[WORK ORDER] Repeat exactly the lines below that lie between the line with "<point>941,545</point>" and the line with "<point>986,191</point>", counting both of those lines as part of the answer.

::::::::::

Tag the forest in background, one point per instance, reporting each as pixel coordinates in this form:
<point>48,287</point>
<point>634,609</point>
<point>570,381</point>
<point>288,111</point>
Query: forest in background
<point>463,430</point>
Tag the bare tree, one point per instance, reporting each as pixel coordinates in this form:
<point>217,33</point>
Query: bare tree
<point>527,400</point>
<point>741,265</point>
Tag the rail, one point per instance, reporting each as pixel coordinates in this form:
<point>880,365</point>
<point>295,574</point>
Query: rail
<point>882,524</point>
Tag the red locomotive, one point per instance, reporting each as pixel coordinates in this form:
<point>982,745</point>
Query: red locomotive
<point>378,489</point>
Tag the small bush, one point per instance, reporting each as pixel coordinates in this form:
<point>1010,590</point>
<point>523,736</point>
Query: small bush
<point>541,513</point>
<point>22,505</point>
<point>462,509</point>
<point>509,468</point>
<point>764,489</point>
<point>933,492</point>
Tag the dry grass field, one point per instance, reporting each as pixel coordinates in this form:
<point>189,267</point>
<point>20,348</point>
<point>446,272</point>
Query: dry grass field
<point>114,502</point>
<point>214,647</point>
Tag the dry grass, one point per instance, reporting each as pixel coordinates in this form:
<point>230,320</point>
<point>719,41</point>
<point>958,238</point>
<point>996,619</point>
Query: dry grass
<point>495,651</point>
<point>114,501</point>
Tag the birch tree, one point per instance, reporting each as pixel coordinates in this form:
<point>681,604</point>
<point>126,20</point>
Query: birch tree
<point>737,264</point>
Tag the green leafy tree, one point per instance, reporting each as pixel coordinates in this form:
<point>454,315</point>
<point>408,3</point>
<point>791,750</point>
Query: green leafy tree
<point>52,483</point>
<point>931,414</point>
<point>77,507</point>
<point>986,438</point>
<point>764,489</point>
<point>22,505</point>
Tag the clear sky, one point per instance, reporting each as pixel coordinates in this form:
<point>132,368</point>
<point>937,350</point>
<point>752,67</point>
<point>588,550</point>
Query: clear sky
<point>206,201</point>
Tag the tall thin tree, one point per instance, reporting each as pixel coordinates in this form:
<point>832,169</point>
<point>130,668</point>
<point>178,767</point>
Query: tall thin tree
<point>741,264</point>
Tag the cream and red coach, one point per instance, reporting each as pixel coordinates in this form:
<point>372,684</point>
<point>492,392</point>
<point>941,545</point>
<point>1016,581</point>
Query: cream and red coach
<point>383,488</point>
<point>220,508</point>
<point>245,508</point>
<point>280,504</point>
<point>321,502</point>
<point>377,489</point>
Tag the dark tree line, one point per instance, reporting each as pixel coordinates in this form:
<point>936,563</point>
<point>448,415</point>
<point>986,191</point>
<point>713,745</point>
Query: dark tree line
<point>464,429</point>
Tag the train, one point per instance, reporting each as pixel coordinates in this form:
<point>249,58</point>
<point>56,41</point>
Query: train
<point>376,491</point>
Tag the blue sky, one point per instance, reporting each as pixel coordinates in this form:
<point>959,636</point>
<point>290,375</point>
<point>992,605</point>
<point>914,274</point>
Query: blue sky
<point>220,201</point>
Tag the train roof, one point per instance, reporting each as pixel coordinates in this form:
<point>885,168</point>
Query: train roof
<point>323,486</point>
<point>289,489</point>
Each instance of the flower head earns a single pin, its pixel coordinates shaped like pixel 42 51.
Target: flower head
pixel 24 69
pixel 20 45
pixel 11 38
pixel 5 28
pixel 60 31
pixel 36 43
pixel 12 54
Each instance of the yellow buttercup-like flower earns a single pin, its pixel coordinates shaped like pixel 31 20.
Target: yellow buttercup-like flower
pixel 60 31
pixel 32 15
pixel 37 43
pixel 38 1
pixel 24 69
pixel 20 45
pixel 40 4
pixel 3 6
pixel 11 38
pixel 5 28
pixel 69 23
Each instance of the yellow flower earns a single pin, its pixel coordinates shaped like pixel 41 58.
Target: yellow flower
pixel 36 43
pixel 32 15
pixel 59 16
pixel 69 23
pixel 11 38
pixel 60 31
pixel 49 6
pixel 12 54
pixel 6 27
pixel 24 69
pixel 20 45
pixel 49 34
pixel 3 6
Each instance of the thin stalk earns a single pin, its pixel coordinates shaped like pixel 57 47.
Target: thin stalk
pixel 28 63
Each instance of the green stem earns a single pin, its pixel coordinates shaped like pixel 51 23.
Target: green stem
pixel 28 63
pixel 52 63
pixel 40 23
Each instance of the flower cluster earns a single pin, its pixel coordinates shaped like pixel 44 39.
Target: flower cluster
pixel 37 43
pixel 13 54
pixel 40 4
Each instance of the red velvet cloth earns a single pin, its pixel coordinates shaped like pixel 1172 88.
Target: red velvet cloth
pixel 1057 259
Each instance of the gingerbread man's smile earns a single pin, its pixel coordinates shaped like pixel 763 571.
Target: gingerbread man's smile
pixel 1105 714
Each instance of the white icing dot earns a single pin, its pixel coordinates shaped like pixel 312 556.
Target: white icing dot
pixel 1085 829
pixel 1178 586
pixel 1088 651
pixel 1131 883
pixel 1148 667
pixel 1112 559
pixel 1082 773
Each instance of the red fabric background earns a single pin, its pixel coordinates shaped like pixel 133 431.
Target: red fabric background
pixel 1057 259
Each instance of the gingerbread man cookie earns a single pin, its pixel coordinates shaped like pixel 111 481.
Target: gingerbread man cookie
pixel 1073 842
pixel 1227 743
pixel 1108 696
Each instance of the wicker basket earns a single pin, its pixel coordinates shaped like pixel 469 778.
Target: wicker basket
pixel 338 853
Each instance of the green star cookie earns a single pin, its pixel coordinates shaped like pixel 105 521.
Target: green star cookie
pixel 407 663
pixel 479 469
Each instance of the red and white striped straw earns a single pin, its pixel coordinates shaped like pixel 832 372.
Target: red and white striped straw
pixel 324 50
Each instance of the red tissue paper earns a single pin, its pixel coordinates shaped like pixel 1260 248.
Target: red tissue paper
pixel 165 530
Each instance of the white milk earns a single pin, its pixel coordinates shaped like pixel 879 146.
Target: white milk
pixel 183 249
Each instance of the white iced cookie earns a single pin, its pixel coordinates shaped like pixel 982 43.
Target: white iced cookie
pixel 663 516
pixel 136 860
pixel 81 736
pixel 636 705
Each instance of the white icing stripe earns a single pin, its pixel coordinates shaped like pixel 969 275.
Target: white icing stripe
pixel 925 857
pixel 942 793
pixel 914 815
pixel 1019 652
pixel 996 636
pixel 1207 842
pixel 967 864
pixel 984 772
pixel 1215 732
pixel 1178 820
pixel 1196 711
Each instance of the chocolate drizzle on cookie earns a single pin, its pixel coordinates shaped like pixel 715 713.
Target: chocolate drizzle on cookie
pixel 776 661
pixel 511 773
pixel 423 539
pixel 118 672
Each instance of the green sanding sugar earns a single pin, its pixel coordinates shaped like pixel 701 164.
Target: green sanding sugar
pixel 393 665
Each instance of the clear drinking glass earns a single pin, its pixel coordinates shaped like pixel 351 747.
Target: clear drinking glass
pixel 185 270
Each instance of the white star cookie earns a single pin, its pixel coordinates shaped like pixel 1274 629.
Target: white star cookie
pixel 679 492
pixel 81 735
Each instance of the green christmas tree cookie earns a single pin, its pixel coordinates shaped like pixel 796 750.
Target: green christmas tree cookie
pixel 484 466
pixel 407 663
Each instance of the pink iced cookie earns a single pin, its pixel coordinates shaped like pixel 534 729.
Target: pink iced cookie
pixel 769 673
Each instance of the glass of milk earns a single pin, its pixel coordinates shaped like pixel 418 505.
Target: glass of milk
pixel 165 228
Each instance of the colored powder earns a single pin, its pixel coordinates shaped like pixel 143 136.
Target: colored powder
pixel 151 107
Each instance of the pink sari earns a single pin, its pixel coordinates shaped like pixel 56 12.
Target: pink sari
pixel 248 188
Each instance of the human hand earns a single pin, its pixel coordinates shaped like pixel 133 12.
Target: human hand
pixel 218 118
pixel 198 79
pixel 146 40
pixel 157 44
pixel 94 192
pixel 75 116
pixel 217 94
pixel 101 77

::::::::::

[RESULT FOR THIS EXERCISE]
<point>941,545</point>
<point>1016,581</point>
Query: cream and red coach
<point>383,488</point>
<point>220,508</point>
<point>245,508</point>
<point>280,504</point>
<point>321,502</point>
<point>377,489</point>
Tag the dark tree line, one point per instance, reporting each as pixel coordinates in this form:
<point>936,563</point>
<point>448,415</point>
<point>986,191</point>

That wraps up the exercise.